### [REQUIREMENTS]
1. Using the audio commit notes below, decide whether each statement agrees with them. Answer yes or no for each, and quote the exact words that settle it.
(a) The new EDID drops the 1920x1080@50Hz mode.
(b) If the detected sample rate is unavailable, ALSA is set to 44.1kHz.
(c) The NEON channel swap processes 8 frames per iteration.
2. Extend the audio commit notes below, picking up right after their last sentence.

### [TEXT EXCERPT]
--- start ---

FYI: Troubleshooting some issues. ATM audio is not working. Will update as I have an update

Refactor audio processing to enhance stability and code clarity: - Remove soft-clipping from audio capture pipeline - Fix hardware frame size calculation for variable sample rates - Add comprehensive error codes for audio initialization failures - Clear stop flags after cleanup to prevent initialization deadlocks - Improve mutex handling during device initialization - Simplify constant validation and remove redundant comments - Add DevPod setup instructions for Apple Silicon users - Enforce Go cache clearing in dev_deploy.sh for CGO reliability These changes improve audio capture stability when switching between HDMI and USB audio sources, and fix race conditions during device initialization and teardown.

Replace EDID with version that only advertises 60Hz timing modes (1920x1080@60Hz and 1280x720@60Hz), removing the 1920x1080@50Hz mode that was causing HDMI sources to prefer 50fps over 60fps output.

Query TC358743 HDMI receiver for detected audio sample rate before initializing ALSA capture device. This fixes distortion issues when HDMI sources send 44.1kHz audio (e.g., Armbian SBC) instead of 48kHz. Previously, the code always requested 48kHz from ALSA, but in I2S slave mode, the RV1106 I2S controller receives whatever clock rate the TC358743 master provides. This caused a sample rate mismatch where ALSA thought it was 48kHz but hardware was actually running at 44.1kHz, resulting in incorrect SpeexDSP resampling and audio distortion. Changes: - Add V4L2 ioctl to query TC358743's audio_sampling_rate control - Use detected rate when configuring ALSA (falls back to 48kHz if unavailable) - SpeexDSP resampler now gets correct input rate (44.1k, 48k, etc.) - Supports all HDMI audio sample rates: 32k, 44.1k, 48k, 88.2k, 96k, etc.

Simplify channel swap detection and improve performance based on IDisposable's review comments: - Pass bool pointer directly instead of encoding in bit flag - Remove redundant channel count check (already verified earlier) - Use ARM NEON SIMD for channel swapping (4x faster) - Process 4 frames (8 samples) per iteration with vrev32q_s16 These changes improve code clarity and boost channel swap performance by ~4x using vectorized operations.

--- end ---

### [SUPPLIED DATA]
--- start ---

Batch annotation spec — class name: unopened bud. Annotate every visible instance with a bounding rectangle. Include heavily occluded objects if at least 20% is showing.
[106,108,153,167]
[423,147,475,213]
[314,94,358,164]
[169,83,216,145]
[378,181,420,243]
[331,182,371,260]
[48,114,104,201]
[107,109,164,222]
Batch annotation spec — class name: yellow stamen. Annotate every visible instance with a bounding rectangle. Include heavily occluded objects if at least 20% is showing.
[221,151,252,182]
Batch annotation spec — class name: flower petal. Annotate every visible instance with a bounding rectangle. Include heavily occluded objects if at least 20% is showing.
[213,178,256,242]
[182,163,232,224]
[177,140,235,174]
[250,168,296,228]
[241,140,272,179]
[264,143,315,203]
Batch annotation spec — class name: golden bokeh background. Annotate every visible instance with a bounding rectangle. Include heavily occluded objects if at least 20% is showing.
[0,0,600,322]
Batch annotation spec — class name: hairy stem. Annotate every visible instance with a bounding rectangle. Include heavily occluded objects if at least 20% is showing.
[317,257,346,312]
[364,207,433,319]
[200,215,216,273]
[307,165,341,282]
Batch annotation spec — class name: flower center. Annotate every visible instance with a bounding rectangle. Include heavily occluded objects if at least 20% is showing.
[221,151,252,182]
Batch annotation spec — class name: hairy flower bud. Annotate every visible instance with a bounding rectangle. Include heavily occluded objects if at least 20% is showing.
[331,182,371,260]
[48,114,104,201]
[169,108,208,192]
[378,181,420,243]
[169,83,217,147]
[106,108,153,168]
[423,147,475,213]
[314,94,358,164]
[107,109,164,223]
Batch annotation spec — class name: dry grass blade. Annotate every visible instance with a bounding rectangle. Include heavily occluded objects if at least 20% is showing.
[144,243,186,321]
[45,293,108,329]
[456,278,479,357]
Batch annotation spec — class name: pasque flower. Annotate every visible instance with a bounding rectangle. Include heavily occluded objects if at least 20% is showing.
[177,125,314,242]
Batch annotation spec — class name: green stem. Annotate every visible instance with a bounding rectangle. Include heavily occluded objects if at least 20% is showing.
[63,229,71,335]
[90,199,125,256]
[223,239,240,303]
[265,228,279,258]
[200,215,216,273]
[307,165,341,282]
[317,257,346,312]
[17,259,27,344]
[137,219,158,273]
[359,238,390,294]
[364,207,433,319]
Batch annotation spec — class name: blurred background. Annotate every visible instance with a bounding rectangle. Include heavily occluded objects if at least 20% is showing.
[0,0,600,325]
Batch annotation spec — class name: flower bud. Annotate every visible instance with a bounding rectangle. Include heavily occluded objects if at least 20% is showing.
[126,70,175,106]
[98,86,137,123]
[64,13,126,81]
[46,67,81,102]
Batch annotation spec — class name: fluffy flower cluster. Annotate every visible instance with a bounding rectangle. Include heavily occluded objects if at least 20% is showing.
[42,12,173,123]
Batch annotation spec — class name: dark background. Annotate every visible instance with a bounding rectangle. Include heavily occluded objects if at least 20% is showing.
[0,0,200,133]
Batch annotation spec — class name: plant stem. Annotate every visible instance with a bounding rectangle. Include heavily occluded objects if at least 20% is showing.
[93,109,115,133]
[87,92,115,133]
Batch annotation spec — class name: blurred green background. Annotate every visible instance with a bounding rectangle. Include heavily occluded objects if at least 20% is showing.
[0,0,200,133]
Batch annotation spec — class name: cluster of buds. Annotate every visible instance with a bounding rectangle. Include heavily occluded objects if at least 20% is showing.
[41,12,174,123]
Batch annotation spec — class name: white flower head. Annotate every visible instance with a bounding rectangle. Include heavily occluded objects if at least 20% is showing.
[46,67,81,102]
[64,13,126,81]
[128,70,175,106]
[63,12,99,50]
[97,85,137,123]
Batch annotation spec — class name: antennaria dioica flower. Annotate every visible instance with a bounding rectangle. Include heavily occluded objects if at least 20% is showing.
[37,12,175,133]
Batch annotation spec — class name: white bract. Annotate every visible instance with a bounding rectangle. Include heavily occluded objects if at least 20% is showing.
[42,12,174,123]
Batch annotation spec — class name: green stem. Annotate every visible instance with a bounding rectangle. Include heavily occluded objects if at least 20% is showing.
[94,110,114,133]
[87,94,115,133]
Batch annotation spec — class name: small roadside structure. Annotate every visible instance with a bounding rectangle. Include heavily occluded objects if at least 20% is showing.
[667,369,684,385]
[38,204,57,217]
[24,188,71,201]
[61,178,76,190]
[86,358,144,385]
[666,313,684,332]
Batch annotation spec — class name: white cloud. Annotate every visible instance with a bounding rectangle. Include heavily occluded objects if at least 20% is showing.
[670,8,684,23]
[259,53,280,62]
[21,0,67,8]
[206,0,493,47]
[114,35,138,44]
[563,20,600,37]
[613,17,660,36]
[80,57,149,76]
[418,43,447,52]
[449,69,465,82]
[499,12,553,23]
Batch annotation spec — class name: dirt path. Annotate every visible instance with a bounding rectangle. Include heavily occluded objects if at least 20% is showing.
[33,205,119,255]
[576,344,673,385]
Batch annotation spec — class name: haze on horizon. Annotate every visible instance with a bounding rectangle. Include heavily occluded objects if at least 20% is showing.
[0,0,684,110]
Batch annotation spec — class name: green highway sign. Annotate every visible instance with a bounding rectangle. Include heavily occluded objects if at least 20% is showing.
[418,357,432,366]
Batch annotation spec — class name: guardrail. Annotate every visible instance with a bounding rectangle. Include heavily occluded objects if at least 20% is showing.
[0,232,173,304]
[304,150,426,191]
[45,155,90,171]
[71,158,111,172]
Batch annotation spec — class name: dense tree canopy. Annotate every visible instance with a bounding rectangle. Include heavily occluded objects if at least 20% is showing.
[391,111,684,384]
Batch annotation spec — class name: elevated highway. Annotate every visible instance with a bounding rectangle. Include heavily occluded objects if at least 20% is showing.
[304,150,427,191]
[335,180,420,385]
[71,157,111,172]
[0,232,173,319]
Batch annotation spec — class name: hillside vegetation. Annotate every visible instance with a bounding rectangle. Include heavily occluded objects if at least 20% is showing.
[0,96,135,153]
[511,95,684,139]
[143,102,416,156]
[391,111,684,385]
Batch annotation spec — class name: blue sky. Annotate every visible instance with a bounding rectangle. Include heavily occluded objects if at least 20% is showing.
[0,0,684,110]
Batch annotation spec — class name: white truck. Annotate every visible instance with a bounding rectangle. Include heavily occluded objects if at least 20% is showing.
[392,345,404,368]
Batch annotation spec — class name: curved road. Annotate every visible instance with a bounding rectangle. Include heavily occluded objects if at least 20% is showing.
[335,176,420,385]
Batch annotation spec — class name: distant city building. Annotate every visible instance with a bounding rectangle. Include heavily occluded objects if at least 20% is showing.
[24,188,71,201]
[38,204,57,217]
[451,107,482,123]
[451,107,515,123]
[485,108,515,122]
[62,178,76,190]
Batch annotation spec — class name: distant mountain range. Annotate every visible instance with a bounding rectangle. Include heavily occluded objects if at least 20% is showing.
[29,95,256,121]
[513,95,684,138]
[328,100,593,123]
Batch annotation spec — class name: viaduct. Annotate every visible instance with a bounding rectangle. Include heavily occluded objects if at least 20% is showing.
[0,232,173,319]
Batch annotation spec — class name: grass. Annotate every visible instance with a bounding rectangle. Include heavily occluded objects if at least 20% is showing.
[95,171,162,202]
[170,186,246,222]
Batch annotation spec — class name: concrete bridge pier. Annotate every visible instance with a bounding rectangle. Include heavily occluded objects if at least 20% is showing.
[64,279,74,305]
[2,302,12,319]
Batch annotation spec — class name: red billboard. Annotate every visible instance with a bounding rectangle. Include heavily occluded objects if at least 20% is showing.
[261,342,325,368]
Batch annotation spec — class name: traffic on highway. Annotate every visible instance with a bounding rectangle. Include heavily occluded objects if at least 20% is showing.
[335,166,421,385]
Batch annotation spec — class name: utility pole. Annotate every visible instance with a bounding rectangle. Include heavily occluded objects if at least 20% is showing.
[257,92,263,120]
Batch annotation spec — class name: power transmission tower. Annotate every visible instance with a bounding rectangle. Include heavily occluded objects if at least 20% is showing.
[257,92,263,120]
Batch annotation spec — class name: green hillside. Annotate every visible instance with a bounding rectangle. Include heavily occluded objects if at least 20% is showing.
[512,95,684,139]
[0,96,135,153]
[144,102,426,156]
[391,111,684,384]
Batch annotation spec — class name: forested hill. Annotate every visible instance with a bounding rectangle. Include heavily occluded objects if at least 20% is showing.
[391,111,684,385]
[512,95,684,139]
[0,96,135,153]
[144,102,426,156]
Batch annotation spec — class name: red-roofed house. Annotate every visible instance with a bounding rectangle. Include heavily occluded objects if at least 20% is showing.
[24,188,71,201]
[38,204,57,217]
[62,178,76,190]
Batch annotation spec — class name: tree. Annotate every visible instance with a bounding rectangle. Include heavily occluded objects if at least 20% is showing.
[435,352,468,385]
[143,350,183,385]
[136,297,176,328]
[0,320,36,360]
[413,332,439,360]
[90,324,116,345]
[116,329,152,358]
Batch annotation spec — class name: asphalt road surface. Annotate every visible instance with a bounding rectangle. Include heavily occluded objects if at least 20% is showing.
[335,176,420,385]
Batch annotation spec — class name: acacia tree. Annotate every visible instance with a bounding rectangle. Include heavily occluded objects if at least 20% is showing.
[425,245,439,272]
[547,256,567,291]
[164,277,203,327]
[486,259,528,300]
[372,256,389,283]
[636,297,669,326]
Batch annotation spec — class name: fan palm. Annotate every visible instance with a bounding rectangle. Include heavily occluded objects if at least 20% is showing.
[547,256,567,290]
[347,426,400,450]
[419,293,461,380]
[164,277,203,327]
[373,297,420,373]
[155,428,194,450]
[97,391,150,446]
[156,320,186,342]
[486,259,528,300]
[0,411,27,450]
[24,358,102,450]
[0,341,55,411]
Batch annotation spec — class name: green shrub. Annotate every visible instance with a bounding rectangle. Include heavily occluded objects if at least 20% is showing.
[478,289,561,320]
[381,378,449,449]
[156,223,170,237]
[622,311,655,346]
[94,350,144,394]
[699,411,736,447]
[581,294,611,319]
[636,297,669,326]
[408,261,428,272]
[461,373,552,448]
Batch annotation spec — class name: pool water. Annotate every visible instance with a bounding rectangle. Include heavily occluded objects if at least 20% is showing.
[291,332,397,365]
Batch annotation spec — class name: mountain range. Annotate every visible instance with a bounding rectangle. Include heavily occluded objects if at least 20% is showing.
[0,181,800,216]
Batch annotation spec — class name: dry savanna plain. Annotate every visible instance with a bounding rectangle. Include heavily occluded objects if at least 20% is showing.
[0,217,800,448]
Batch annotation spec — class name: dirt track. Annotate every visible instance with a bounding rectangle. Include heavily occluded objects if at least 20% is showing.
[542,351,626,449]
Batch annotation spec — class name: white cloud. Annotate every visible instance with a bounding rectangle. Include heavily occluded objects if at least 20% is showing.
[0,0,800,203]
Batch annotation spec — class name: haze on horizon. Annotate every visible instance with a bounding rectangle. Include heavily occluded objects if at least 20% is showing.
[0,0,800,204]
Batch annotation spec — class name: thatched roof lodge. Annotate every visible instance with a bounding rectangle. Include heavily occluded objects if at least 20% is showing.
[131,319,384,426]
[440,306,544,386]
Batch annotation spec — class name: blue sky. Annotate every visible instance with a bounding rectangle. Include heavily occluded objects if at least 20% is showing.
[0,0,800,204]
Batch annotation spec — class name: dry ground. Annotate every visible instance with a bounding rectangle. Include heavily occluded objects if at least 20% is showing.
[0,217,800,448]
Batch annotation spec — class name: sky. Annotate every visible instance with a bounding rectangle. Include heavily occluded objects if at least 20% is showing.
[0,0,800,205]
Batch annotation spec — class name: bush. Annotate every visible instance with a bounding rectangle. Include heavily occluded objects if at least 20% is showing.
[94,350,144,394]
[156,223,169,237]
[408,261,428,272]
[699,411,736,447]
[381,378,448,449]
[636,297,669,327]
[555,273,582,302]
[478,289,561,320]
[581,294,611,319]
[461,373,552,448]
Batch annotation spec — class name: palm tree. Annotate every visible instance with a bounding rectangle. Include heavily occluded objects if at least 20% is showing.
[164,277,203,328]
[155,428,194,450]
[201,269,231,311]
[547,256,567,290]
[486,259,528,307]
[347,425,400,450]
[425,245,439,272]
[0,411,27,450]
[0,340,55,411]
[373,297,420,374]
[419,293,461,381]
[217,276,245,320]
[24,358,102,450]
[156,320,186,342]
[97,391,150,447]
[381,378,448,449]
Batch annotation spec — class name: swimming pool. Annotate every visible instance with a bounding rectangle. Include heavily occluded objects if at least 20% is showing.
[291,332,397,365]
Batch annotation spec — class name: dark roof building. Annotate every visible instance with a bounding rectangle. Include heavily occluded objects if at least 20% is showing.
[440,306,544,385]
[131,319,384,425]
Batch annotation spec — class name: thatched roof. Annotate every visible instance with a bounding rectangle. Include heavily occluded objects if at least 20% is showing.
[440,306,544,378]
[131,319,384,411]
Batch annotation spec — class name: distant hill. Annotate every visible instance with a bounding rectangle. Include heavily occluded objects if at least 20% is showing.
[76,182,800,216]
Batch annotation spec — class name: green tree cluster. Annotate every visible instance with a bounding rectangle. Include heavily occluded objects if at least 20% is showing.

--- end ---

### [EXERCISE ANSWERS]
1.
(a) Yes: "removing the 1920x1080@50Hz mode that was causing HDMI sources to prefer 50fps over 60fps output."
(b) No: "falls back to 48kHz if unavailable"
(c) No: "Process 4 frames (8 samples) per iteration with vrev32q_s16"

2.
Address 5 critical issues found in comprehensive code review: 1. Opus Encoder Configuration Failures (CRITICAL) - Split encoder settings into critical vs non-critical - Critical settings (bitrate, VBR, FEC) now fail initialization on error - Non-critical settings (complexity, DTX) log warnings but continue - Prevents silent audio quality degradation from misconfigured encoder 2. V4L2 Sample Rate Detection Error Reporting (CRITICAL) - Add specific error messages for different failure modes - Distinguish permission errors, device not found, and no signal - Validate detected sample rates are in reasonable range (8-192kHz) - Improves debuggability when HDMI audio detection fails 3. Mutex Handling in ALSA Error Recovery (CRITICAL) - Refactor handle_alsa_error() to NEVER unlock mutex internally - Caller now always responsible for unlocking after checking return - Eliminates complex mutex ownership semantics that caused deadlocks - Consistent lock/unlock patterns prevent double-unlock bugs 4. Async Audio Start Error Propagation (CRITICAL) - Make SetAudioOutputEnabled/SetAudioInputEnabled synchronous - Add 5-second timeout for audio initialization - Return errors to caller instead of only logging - Revert state on failure to maintain consistency - Users now get immediate feedback if audio fails to start 5. CgoSource Race Condition (CRITICAL) - Hold c.mu mutex during C function calls in ReadMessage/WriteMessage - Prevents use-after-free when Disconnect() called concurrently - Lock order (c.mu -> capture_mutex) is consistent, no deadlock risk - Fixes potential crash from accessing freed ALSA/codec resources These changes eliminate silent failures, improve error visibility, and prevent race conditions that could cause crashes or audio degradation.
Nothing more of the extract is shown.